• [Exercise prompt] Pick out each line in the items below that contains the word "silver", and copy every such line in full.

+ + +

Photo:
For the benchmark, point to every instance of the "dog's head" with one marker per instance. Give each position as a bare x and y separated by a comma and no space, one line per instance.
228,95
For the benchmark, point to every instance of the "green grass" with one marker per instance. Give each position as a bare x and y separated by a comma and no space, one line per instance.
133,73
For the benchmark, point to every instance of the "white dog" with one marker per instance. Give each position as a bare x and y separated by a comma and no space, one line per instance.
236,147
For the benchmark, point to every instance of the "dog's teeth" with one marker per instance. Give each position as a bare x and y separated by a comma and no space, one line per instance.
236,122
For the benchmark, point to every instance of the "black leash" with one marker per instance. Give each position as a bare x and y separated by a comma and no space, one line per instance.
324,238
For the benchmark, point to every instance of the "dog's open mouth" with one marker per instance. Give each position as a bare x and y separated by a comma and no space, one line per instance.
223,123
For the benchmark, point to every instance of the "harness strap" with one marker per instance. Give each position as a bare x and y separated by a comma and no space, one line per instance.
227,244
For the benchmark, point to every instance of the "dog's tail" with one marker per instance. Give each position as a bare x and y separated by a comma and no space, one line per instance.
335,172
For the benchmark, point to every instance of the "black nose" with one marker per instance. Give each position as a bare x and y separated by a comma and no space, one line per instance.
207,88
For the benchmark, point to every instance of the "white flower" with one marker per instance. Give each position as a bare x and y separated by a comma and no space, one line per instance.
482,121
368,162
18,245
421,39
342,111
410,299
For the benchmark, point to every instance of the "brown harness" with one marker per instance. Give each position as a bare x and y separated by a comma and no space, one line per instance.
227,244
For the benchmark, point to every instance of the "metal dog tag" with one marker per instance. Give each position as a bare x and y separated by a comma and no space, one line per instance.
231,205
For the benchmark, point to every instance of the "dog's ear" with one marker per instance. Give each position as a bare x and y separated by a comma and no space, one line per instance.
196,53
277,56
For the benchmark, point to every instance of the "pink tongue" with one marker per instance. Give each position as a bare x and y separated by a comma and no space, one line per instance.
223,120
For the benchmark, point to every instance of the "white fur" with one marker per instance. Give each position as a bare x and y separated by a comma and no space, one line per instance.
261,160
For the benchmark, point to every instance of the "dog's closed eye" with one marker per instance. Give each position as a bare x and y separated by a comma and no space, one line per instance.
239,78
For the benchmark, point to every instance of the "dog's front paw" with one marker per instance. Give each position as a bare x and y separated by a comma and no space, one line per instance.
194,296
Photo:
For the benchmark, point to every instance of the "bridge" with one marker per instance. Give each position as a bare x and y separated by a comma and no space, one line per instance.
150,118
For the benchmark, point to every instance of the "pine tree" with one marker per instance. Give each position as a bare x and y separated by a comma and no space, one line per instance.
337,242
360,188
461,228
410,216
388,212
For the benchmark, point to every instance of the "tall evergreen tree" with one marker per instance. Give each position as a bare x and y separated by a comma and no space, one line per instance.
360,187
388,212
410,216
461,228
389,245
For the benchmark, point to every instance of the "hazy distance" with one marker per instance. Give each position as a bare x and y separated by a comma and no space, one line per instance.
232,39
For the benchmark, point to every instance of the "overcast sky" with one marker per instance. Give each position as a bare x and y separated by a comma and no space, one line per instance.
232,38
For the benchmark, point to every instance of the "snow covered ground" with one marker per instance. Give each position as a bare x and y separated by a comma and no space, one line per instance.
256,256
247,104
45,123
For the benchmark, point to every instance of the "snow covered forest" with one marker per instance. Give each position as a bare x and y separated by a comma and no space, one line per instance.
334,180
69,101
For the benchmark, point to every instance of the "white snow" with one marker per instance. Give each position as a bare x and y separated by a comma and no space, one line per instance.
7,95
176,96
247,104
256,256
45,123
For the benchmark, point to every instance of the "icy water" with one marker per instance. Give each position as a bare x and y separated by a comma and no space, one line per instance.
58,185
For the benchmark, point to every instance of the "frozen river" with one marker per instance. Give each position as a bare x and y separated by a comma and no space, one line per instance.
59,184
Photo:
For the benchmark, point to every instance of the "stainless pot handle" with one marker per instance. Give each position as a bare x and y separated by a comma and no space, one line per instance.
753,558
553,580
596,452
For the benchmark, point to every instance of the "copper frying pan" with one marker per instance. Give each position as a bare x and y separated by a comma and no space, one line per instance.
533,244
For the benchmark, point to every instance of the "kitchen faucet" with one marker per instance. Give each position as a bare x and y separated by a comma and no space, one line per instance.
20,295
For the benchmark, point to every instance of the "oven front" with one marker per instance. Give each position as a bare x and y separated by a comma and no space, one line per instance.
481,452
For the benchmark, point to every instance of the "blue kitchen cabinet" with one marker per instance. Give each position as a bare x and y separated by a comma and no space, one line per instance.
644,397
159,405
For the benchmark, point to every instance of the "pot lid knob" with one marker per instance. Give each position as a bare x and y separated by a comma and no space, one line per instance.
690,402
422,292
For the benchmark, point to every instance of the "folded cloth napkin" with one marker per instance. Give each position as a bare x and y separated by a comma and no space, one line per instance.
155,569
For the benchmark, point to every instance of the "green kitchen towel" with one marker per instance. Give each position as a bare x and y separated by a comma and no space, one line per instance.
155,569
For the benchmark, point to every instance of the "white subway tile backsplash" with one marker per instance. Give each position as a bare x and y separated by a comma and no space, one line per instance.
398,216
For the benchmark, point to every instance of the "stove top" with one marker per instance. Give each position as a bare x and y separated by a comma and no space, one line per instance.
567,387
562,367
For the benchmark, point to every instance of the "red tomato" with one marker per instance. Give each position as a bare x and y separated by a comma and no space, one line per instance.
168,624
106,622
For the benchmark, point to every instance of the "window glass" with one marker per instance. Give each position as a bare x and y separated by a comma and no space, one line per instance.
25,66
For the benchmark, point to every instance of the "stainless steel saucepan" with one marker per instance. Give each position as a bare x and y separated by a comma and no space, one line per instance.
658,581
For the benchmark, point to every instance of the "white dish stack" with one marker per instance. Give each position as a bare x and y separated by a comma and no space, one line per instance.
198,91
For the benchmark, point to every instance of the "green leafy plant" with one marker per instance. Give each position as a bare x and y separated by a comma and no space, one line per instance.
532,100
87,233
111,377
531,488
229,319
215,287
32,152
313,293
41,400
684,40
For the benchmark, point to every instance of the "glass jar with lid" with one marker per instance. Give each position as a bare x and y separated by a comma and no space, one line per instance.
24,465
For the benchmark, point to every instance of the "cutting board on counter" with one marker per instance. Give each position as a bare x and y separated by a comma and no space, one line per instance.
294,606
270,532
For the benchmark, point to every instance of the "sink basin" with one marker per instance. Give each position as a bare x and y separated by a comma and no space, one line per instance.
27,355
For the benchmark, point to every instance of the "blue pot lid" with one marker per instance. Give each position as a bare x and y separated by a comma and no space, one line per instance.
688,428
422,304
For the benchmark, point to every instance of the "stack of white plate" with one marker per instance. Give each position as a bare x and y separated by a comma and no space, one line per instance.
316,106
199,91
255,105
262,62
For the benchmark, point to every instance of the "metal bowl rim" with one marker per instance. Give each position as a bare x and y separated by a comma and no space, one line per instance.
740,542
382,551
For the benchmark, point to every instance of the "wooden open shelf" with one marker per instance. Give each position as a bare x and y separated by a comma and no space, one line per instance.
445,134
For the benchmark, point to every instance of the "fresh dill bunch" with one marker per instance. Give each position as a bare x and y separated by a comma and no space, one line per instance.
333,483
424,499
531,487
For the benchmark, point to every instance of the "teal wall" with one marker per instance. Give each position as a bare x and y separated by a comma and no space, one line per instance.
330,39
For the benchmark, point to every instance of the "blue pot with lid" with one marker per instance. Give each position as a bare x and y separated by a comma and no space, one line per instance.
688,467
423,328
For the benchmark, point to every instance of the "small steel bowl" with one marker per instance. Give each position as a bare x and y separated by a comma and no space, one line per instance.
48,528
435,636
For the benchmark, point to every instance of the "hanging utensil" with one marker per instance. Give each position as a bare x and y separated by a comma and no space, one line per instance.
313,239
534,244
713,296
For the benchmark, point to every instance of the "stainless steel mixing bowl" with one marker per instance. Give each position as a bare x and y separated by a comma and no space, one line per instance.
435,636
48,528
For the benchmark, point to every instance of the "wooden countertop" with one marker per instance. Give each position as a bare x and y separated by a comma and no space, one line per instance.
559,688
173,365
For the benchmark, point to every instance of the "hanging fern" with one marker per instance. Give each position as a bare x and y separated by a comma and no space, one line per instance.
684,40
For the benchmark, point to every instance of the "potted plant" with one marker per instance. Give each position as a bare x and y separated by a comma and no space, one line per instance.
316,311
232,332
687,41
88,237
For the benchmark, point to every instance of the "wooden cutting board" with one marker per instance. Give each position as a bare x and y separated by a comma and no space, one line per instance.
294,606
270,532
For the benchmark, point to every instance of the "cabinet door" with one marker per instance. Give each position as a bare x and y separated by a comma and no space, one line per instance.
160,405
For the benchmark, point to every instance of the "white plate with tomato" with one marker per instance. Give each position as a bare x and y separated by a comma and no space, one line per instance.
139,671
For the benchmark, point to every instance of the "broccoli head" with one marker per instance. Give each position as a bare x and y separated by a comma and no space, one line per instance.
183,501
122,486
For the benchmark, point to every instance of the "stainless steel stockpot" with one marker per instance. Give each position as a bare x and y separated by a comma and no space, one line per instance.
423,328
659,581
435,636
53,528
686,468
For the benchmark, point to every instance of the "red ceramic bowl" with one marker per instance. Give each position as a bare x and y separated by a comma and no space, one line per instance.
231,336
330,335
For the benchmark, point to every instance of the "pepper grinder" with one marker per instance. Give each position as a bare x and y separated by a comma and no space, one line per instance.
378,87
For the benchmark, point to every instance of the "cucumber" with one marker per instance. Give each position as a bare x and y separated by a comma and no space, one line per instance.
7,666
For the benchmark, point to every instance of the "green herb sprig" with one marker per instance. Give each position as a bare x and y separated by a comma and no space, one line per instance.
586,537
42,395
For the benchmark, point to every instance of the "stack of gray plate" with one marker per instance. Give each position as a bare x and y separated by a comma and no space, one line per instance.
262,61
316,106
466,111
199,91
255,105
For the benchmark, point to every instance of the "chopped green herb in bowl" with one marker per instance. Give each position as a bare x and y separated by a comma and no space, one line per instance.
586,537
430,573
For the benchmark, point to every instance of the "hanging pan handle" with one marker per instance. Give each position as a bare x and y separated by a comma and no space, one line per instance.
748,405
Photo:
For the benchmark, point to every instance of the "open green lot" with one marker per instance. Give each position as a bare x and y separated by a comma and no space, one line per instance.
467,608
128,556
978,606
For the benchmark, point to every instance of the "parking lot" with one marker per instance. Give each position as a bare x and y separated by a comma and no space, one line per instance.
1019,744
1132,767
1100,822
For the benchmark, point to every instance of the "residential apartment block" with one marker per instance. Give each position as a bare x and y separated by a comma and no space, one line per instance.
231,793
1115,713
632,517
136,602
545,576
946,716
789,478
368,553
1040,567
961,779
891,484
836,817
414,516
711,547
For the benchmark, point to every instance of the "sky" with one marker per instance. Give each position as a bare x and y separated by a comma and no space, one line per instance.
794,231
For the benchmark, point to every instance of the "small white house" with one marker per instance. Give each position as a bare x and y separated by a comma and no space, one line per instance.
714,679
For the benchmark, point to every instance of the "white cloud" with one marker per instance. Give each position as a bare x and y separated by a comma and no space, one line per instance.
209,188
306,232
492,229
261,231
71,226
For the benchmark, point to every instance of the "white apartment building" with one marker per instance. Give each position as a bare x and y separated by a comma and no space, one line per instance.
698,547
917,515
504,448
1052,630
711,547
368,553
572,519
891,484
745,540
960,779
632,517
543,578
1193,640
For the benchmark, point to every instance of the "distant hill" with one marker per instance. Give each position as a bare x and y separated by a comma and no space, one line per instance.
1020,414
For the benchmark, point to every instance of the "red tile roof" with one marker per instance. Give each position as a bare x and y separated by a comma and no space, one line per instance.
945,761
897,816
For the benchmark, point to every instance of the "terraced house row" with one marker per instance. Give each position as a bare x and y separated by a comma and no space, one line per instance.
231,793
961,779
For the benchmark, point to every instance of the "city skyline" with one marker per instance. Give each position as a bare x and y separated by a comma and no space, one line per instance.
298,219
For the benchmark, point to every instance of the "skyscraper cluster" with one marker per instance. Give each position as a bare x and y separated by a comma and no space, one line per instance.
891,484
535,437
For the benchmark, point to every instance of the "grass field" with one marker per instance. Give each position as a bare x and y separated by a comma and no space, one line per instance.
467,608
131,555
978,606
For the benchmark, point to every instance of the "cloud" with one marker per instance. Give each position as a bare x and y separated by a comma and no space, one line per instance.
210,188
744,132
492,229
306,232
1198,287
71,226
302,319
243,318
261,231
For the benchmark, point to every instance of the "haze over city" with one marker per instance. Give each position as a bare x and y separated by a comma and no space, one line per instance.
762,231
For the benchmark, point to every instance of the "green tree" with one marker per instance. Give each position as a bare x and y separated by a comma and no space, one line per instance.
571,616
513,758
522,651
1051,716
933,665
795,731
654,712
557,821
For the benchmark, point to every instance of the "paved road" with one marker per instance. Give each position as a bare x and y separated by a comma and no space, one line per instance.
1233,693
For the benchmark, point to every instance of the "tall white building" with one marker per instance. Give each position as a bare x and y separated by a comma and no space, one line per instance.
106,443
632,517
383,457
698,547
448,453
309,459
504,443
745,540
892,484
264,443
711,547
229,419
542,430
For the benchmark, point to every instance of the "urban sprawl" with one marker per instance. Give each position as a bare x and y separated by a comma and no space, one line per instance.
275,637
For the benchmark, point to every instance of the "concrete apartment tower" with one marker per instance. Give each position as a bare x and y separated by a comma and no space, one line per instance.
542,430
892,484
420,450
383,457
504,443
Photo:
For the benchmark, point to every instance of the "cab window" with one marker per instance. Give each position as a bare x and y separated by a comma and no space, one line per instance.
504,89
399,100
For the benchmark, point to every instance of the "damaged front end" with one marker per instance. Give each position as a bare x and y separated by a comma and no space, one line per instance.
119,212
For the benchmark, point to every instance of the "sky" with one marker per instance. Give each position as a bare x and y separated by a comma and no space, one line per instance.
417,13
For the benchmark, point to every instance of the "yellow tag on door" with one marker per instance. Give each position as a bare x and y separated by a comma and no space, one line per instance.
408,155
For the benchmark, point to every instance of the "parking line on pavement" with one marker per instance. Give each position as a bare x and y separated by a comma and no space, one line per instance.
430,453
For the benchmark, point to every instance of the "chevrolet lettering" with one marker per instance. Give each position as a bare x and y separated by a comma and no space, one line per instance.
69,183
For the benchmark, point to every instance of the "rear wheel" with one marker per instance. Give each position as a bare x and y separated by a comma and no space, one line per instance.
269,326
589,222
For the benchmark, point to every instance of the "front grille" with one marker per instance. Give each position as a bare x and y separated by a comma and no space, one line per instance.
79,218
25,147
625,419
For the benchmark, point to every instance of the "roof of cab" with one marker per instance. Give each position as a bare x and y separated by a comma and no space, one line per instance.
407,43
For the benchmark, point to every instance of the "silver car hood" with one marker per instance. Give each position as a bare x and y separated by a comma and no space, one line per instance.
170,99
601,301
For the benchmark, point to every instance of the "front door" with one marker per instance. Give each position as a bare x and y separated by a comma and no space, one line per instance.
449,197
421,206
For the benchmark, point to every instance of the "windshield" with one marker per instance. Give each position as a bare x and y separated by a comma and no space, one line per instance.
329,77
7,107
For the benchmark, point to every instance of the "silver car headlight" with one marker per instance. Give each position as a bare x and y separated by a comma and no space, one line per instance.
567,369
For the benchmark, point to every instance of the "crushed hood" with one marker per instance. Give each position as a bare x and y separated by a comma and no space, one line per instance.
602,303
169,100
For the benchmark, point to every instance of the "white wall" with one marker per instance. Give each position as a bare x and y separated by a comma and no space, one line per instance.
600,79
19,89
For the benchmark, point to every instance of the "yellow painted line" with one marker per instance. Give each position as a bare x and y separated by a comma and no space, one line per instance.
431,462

+ + +

• [Written solution]
For the benchmark, point to every instance of the "silver car hood" with one marker per instance. Give each position as a bare x and y separated by a comma and no space, one line per instance.
For the benchmark, point to every instance of the "silver car headlight" with one marker per instance. Give each position as a bare x and y separated by a comma and no space, one line per instance.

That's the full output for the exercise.